Dabei ist in Wirklichkeit nicht nur diese eine Aussage problematisch: "Die ganze Folge ist durchzogen von einem antijüdischen und antiisraelischen Dualismus, wo alles, was schiefläuft, tendenziell dem Judentum und dem Staat Israel angedichtet wird", ärgert sich Michael Blume, Antisemitismusbeauftragter von Baden-Württemberg sowie Politik- und Religionswissenschaftler, auf AZ-Nachfrage.
Richard David Precht und Markus Lanz im Faktencheck: Zahlreiche Klischees und Fehler
Er hat die ganze Episode einem Faktencheck unterzogen: "Ich hatte mir die Folge komplett angehört und habe mich so geärgert, dass ich einfach nicht mehr einschlafen konnte." Im medialen Mittelpunkt steht die Falschbehauptung, es gebe ein Arbeitsverbot im Judentum. Tatsächlich war es so, dass Juden lange von vielen Berufen ausgeschlossen wurden.

-- Erfasste Daten --
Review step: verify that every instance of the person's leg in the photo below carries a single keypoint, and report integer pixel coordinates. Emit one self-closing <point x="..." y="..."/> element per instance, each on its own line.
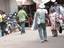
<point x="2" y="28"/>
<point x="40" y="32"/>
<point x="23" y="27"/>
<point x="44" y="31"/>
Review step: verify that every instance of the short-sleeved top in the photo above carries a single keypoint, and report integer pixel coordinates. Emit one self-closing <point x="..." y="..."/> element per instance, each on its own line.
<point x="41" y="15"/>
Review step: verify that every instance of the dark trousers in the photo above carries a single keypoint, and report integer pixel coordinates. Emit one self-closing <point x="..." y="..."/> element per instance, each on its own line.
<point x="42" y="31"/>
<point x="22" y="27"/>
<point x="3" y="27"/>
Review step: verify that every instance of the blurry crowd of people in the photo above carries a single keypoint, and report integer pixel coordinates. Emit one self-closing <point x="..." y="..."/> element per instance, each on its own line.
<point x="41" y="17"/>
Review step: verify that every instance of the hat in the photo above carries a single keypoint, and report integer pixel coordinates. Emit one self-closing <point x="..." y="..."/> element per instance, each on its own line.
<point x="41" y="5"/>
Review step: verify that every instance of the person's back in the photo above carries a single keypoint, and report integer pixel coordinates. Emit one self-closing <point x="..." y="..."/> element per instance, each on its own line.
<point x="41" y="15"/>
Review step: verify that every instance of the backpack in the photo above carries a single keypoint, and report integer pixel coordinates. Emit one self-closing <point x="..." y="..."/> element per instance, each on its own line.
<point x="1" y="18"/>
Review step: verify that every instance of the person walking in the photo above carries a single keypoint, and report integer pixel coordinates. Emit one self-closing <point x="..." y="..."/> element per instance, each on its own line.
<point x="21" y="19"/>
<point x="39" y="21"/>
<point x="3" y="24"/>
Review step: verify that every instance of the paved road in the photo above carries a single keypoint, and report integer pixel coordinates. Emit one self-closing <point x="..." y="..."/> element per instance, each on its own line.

-- Aufgabe 1 --
Fasse den Absatz des Textauszugs, der mit „Dabei ist in Wirklichkeit“ beginnt, kürzer zusammen und behalte dabei seine wesentlichen Fakten bei.
-- Aufgabe 2 --
Welche Falschbehauptung steht laut dem Textauszug im medialen Mittelpunkt?
-- Aufgabe 3 --
Welche Personen nennt der Textauszug namentlich?

-- Vollständige Antwort 1 --
Michael Blume, Antisemitismusbeauftragter von Baden-Württemberg sowie Politik- und Religionswissenschaftler, kritisiert auf AZ-Nachfrage mehr als nur eine Aussage. Er sieht die ganze Folge von einem antijüdischen und antiisraelischen Dualismus durchzogen, der alles, was schiefläuft, tendenziell dem Judentum und dem Staat Israel andichtet.

-- Vollständige Antwort 2 --
Die Behauptung, es gebe ein Arbeitsverbot im Judentum.

-- Vollständige Antwort 3 --
- Michael Blume
- Richard David Precht
- Markus Lanz